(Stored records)
--- START ---

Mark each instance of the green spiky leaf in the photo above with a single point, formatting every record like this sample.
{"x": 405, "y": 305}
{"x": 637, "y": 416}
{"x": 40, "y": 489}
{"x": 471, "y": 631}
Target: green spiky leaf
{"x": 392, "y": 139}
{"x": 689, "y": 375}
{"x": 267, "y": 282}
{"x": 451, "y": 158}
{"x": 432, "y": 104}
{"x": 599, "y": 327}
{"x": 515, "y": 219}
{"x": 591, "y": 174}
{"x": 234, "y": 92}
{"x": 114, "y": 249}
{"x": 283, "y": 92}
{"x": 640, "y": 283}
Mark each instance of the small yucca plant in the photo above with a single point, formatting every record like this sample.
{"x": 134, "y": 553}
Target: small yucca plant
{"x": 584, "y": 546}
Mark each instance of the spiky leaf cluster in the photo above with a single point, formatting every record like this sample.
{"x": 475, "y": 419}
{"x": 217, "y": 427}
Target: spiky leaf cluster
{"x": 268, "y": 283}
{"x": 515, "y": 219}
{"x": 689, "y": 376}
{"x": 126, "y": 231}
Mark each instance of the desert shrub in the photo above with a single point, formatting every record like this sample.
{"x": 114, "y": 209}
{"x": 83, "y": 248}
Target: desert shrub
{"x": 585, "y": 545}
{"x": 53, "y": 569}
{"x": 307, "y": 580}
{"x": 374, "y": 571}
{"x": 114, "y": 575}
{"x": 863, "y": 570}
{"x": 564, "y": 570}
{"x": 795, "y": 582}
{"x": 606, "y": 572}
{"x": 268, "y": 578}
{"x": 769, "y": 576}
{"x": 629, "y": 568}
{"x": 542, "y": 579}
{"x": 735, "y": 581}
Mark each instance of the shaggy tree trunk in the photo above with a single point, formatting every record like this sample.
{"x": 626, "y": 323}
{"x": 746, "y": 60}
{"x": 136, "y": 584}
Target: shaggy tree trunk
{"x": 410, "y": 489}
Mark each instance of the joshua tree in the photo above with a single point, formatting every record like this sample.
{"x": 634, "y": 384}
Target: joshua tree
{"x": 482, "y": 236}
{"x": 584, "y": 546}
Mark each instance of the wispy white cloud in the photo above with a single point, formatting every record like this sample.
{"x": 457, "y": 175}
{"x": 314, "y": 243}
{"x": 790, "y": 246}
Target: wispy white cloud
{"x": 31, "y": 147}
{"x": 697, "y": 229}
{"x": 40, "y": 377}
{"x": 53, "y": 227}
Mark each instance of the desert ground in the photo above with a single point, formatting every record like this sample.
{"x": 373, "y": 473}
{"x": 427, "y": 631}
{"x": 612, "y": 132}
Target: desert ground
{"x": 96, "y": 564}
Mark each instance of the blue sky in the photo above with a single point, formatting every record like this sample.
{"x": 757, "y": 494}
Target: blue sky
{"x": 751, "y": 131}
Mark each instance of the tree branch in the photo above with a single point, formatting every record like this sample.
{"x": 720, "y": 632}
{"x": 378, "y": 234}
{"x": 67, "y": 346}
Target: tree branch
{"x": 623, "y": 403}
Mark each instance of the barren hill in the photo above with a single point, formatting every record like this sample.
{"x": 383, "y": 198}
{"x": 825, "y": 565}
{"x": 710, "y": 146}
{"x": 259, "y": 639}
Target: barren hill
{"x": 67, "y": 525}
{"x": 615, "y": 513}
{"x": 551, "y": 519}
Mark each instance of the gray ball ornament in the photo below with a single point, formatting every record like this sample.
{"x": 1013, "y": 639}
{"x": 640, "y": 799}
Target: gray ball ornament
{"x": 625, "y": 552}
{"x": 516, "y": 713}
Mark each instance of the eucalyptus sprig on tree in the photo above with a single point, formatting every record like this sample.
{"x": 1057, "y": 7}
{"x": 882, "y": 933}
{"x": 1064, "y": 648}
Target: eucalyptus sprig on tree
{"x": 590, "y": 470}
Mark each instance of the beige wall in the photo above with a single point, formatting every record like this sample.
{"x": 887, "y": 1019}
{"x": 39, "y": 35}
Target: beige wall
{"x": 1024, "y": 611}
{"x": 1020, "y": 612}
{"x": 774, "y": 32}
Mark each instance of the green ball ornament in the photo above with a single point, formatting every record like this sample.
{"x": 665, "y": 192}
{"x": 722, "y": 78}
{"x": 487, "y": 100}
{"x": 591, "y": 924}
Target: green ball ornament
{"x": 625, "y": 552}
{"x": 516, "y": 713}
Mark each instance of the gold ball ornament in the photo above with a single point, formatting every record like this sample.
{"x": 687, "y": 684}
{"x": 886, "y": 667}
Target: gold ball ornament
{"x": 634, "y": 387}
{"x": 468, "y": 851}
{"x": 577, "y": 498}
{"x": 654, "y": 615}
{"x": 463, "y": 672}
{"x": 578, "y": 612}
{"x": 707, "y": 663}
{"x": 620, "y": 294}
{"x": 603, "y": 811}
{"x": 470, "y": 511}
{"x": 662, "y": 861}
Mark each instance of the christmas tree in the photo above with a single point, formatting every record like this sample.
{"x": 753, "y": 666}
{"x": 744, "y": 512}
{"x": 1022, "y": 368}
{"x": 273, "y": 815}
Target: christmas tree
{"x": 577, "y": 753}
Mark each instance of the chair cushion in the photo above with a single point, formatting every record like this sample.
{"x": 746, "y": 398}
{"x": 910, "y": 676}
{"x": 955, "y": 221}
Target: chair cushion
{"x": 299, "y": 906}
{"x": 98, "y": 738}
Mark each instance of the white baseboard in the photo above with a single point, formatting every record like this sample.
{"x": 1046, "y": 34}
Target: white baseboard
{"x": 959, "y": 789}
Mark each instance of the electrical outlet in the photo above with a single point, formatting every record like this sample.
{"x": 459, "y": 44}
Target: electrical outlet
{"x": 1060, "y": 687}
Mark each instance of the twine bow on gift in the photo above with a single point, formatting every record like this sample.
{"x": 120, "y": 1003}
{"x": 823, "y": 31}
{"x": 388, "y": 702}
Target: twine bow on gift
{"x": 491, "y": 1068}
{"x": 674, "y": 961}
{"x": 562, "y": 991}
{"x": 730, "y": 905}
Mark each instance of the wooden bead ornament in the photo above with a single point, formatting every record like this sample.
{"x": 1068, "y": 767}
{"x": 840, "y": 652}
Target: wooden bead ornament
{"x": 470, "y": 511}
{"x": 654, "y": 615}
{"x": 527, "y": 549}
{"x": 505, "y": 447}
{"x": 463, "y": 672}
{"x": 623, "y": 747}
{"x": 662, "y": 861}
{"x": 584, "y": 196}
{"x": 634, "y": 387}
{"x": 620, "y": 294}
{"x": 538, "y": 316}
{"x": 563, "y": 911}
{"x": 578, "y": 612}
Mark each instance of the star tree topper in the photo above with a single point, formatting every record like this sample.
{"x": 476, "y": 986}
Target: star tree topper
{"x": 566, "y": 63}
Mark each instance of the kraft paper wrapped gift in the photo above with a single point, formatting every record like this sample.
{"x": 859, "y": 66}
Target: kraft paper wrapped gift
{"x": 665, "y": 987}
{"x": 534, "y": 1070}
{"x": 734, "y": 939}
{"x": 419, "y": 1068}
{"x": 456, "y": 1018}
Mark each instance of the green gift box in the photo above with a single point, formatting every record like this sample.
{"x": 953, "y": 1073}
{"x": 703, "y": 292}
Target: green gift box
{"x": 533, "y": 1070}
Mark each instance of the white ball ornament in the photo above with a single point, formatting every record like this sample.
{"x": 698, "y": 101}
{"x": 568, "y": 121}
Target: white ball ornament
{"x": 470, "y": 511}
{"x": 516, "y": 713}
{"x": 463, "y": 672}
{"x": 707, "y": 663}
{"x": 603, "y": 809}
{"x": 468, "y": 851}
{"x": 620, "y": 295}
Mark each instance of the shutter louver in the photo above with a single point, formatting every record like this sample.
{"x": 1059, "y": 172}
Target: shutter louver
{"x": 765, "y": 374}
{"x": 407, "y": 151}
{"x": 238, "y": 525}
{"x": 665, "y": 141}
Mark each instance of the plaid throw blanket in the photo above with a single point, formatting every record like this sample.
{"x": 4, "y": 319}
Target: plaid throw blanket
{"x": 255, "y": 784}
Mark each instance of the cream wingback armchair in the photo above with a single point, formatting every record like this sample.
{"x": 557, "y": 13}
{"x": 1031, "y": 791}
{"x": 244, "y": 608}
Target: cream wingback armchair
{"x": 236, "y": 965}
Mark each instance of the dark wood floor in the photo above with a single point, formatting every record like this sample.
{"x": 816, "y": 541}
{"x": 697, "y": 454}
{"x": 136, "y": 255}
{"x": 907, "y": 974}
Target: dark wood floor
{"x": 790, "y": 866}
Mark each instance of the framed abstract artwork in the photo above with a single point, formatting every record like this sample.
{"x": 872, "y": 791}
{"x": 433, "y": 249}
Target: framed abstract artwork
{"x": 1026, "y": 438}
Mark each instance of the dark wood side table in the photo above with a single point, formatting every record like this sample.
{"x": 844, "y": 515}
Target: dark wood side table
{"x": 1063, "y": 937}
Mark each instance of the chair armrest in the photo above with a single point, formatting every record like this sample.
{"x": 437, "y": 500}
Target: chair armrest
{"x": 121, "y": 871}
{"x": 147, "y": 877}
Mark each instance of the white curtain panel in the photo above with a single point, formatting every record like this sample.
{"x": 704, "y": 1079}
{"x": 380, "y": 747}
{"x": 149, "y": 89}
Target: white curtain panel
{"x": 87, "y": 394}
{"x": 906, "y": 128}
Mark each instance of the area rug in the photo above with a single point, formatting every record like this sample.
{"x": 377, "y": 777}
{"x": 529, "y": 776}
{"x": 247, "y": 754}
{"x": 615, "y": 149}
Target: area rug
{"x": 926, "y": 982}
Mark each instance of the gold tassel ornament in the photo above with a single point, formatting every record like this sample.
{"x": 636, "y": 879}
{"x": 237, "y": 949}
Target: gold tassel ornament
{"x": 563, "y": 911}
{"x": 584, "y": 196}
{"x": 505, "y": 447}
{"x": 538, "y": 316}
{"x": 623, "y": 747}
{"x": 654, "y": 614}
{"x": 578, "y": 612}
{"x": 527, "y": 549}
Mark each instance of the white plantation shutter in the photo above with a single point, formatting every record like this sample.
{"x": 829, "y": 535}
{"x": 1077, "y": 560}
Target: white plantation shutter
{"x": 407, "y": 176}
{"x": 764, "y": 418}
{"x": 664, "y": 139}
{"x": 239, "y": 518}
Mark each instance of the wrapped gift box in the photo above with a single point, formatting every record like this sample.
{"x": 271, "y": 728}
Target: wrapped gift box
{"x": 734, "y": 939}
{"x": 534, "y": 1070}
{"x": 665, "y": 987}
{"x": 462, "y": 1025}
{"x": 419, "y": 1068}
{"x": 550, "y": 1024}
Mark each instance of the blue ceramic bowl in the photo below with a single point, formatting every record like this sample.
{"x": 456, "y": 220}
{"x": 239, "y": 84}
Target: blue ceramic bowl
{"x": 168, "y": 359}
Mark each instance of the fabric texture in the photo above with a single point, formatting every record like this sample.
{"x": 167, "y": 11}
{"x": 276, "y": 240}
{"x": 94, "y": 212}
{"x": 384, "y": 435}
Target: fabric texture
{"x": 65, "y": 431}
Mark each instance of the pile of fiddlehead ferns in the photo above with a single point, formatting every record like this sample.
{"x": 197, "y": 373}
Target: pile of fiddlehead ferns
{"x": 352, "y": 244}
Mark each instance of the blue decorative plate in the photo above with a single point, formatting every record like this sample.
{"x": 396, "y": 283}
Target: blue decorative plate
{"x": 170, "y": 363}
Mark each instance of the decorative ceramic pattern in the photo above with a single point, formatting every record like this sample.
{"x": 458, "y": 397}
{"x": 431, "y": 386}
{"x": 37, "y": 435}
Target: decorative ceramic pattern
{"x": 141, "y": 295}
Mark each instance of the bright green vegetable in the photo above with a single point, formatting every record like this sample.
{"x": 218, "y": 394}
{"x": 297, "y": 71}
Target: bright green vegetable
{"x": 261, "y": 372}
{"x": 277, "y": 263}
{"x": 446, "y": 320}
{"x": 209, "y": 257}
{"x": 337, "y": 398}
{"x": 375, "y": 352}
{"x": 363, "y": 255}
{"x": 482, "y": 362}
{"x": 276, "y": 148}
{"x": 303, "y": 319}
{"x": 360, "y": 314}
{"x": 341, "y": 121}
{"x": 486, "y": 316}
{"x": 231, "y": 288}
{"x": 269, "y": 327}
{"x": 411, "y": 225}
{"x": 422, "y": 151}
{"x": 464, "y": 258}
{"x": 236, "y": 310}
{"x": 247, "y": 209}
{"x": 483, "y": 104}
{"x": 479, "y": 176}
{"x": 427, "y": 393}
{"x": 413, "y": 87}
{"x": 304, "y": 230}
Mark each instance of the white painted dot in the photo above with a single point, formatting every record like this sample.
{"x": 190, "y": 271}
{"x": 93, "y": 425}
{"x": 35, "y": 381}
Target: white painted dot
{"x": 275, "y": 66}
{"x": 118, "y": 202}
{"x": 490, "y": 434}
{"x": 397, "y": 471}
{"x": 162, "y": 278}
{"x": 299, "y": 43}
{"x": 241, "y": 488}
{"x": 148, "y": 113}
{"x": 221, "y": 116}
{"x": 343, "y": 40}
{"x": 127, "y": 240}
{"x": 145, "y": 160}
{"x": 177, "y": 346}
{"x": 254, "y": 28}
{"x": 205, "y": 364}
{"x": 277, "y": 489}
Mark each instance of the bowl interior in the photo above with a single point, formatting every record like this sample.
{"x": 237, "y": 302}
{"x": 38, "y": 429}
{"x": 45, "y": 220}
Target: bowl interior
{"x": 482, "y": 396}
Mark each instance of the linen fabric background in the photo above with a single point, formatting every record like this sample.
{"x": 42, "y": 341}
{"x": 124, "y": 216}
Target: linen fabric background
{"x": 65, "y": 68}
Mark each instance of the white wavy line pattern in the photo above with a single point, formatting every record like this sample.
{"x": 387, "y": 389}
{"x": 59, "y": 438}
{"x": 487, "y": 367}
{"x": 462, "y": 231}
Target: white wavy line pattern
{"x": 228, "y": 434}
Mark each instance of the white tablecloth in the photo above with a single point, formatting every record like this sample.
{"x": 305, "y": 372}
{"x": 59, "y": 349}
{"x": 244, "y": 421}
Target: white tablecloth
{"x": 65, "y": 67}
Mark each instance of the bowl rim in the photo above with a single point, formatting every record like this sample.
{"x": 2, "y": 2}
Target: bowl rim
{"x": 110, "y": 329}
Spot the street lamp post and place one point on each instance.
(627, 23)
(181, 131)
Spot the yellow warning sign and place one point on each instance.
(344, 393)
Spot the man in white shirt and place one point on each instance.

--- END ---

One number is the full answer: how many lines of the records include the string "below".

> _Written response_
2